> [INSTRUCTIONS]
1/ In the horoscope, why is Virgo told to think up something better while at the Laundromat?
2/ From the horoscope, write out the passage starting with "Scorpio: Flaming drama" and going on through "gym locker room.".
3/ Translate this sentence from the horoscope into Spanish: "It’s fine to put all your eggs in one basket, as long as you don’t mind omelets."

> [SELECTED PASSAGE]
________________________________________
Aries: You can’t always get what you want, but sometimes you can score a 2-for-1 coupon at the expired food emporium. Let others brag about their new cars; you now have a lifetime supply of off-brand Cheetos.

Taurus: It’s a long road ahead to your goal, but you’ve got sunscreen, a thermos and a motorized scooter. Hit the road, because you’re born to be wild. Also, don’t high-center on the speed bumps.

Gemini: Another day is in the can, but you’re hoping for something fresher next time. Ask Karma for one of those meal kits, and you’ll spice things up on Thursday.

Cancer: You think you’ve got everything under control, but not even deluxe Spanx can keep you from showing your butt on Saturday. Take a friend who packs a beach towel in their bag; you’ll need it.

Leo: You’ve expanded your horizons, now it’s time to work on that vertical hold. Ask someone to twirl your antenna a few times. Once they get your message, your evening will be picture perfect.

Virgo: That new fashion design sounded good in your head, but no one will buy outfits made from paper plates stapled together. Think up something better while you’re at the Laundromat, because that prototype could get you arrested.

Libra: Mentally, you’re sleeping in your car, which means your thoughts are all rumpled and you’ve dropped Dorito crumbs in the corners of your brain. Life may be all about the journey, but it’s nice to kick back in a good hotel room along the way.

Scorpio: Flaming drama is fun to watch from a distance, but that shooting star you wished on could be a meteor roaring your way. Be ready to jump high or wish for a jet pack.

Sagittarius: It’s fine to put all your eggs in one basket, as long as you don’t mind omelets. If you fall, get back up, pick out the shell bits and chop some spinach. Sometimes failure leads to the brand new recipes.

Capricorn: Your best moves are those no one can see, and that’s okay. Feel free to join those angels dancing on the head of a pin, and remember to bring your mixtape and a disco ball. They’ll appreciate the new groove.

Aquarius: Personal growth is good, but you should probably have someone look at that thing blooming on your pinky toe. Also, start wearing flip-flops in the gym locker room.

Pisces: Finding it tough to pin your thoughts down? Set out a trap with a box propped up with a stick, and some string, Wile E. Coyote-style. Capture those ideas with a few cupcakes, and they’ll be happy to stay around.
________________________________________
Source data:

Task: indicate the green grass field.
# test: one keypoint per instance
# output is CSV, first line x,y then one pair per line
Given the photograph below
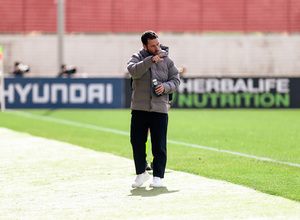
x,y
272,134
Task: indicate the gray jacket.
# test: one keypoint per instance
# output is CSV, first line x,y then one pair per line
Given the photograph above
x,y
143,71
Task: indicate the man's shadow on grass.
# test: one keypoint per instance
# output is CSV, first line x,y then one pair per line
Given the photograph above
x,y
143,192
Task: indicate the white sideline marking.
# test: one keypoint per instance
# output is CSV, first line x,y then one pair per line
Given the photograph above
x,y
48,179
78,124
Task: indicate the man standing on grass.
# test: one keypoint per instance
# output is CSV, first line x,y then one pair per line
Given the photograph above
x,y
150,107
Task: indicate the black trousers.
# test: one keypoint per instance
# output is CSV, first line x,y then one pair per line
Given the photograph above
x,y
158,124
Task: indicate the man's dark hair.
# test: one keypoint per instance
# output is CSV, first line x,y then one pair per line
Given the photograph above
x,y
148,35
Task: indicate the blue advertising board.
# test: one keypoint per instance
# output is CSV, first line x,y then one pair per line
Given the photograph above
x,y
63,92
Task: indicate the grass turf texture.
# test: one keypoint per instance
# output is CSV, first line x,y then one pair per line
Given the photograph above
x,y
274,134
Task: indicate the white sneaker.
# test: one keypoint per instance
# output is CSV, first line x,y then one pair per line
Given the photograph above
x,y
140,180
157,182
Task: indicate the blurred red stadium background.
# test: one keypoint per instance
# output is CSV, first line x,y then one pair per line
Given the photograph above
x,y
130,16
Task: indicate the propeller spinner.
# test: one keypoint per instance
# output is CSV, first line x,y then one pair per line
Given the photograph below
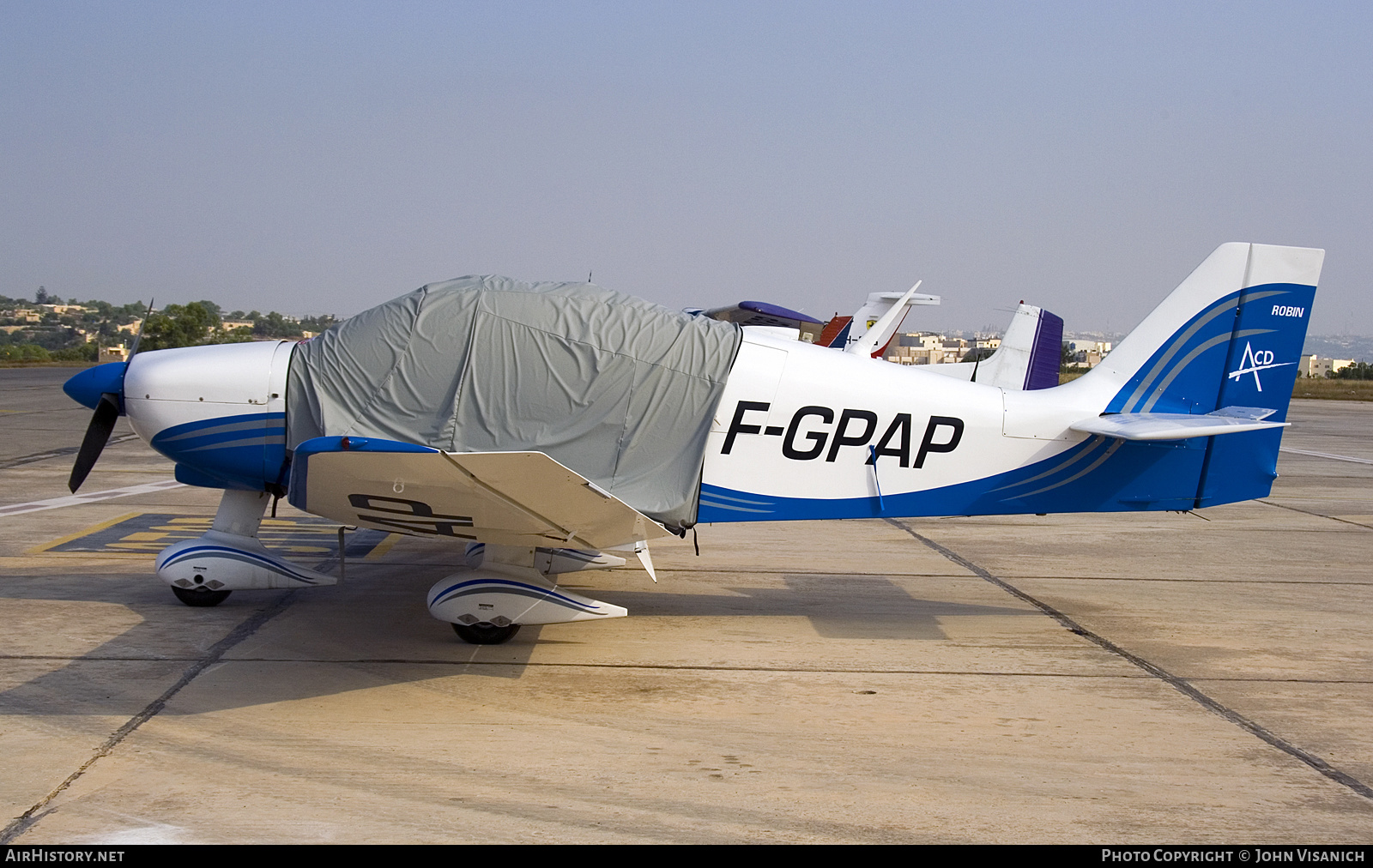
________________________________________
> [ANSWERS TO EACH TASK]
1/ Virgo should come up with a better design because the current prototype, outfits made from paper plates stapled together, could get Virgo arrested.

2/
Scorpio: Flaming drama is fun to watch from a distance, but that shooting star you wished on could be a meteor roaring your way. Be ready to jump high or wish for a jet pack.

Sagittarius: It’s fine to put all your eggs in one basket, as long as you don’t mind omelets. If you fall, get back up, pick out the shell bits and chop some spinach. Sometimes failure leads to the brand new recipes.

Capricorn: Your best moves are those no one can see, and that’s okay. Feel free to join those angels dancing on the head of a pin, and remember to bring your mixtape and a disco ball. They’ll appreciate the new groove.

Aquarius: Personal growth is good, but you should probably have someone look at that thing blooming on your pinky toe. Also, start wearing flip-flops in the gym locker room.

3/ Está bien poner todos los huevos en una sola canasta, siempre que no te importen las tortillas francesas.